**Your instructions:** Nothing is to be altered. Print each record in full.

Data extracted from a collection
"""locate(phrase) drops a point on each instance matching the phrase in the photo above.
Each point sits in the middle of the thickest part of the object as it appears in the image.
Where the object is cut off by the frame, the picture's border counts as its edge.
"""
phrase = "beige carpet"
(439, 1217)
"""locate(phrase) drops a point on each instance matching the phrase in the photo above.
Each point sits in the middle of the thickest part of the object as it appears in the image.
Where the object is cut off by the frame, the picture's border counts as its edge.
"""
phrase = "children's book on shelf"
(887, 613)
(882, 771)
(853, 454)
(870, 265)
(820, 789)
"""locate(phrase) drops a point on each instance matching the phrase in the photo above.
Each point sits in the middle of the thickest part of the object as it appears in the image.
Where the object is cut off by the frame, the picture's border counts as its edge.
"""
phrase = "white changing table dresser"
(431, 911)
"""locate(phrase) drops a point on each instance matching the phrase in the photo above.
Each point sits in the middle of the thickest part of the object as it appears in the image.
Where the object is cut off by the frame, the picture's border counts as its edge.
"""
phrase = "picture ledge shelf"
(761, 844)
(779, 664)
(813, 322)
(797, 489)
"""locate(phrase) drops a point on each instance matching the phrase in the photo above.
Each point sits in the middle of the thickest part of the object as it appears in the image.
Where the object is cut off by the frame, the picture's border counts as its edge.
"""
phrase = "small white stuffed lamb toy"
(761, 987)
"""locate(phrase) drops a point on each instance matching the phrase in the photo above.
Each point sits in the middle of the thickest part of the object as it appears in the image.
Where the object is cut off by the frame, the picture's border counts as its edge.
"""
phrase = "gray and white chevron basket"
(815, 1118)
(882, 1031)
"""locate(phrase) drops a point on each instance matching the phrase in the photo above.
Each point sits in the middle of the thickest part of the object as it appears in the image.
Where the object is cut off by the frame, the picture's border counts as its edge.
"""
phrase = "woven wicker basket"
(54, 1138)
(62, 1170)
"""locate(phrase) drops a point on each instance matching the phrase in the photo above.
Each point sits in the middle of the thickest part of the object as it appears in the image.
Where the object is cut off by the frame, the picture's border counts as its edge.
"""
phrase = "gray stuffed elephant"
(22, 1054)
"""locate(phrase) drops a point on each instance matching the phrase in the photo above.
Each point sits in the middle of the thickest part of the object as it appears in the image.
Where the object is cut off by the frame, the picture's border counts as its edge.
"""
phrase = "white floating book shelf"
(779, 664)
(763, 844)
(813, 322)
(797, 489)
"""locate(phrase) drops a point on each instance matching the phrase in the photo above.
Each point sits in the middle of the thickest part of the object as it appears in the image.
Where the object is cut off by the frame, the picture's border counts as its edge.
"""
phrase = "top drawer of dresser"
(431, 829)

**Written response:**
"""locate(phrase) drops a point on each instance matching the phrase in the photo above.
Each point sits in the middle of the thickest part of the object as it appears in the image.
Where the object is cut off by the frame, the picture's border counts as its edge.
"""
phrase = "beige carpet"
(439, 1217)
"""locate(phrase) drops a point on each instance matching the phrase in the photo above.
Each point sits in the middle of the thickest part of the object as it appears in the image.
Where the object is cut off by the frame, the picture's border counts as its edge.
"""
phrase = "children's book on shelf"
(887, 613)
(882, 771)
(853, 454)
(870, 265)
(820, 789)
"""locate(phrase) drops a point on each instance matching the phrase in the photo above.
Each point sits in the middle of the thickest part of the object as it appears in the image.
Where the object is cut off by the frame, the picture's border counts as its edge.
"""
phrase = "white changing table dresser"
(431, 911)
"""locate(phrase) drops a point on each instance matching the phrase in the photo above.
Each point sits in the middle of the thickest part of the object as it appears in the image.
Where the object is cut off by the frame, the picture's border counts as its edge.
"""
phrase = "picture ledge shelf"
(761, 844)
(779, 664)
(813, 322)
(797, 489)
"""locate(phrase) drops a point on each instance matching the phrase in the photo above.
Each point sits in the middle of the thickest part of the object as it appears in the image.
Where the object is cut off by the frame, the picture's border counts as its edge.
"""
phrase = "small white stuffed lamb toy"
(761, 987)
"""locate(phrase) drops a point on each instance matching the phrase in the photo above.
Each point sits in the middle of the thickest part of the object as it appears in the image.
Where the object is cut off by the frame, the picture's border counts as its edge.
"""
phrase = "gray and white chevron basket"
(815, 1118)
(882, 1031)
"""locate(phrase) drops a point on each instance matching the phrase in the photo above.
Each point sits in the middle of the thickest part of the object as it appears in the image.
Where the object is cut off by the frame, the picture's border counts as its edge.
"""
phrase = "woven wicker basket"
(54, 1138)
(62, 1170)
"""locate(phrase) drops a point on each instance matching the phrase in the photo above.
Each point sits in the middle of the thickest part of the object as it appears in the image.
Where the object is cut off by the frame, the picture's border counts as its edge.
"""
phrase = "gray stuffed elephant"
(22, 1054)
"""locate(phrase) drops a point on each instance matching the phrase in the photo above.
Each point sits in the middle of the thickest part of the object as it appears in the image.
Where the object is cut off by the frame, the picture's border counts as its edge.
"""
phrase = "white floating book shelf"
(779, 664)
(763, 844)
(813, 322)
(797, 489)
"""locate(phrase) drops a point on each instance matching the phrase in the photo above.
Each point sits in the middle of the thickest part of the object as it appears in the image.
Where the object is cut off by the frame, the picture's border counts as its edge.
"""
phrase = "top drawer of dresser"
(431, 829)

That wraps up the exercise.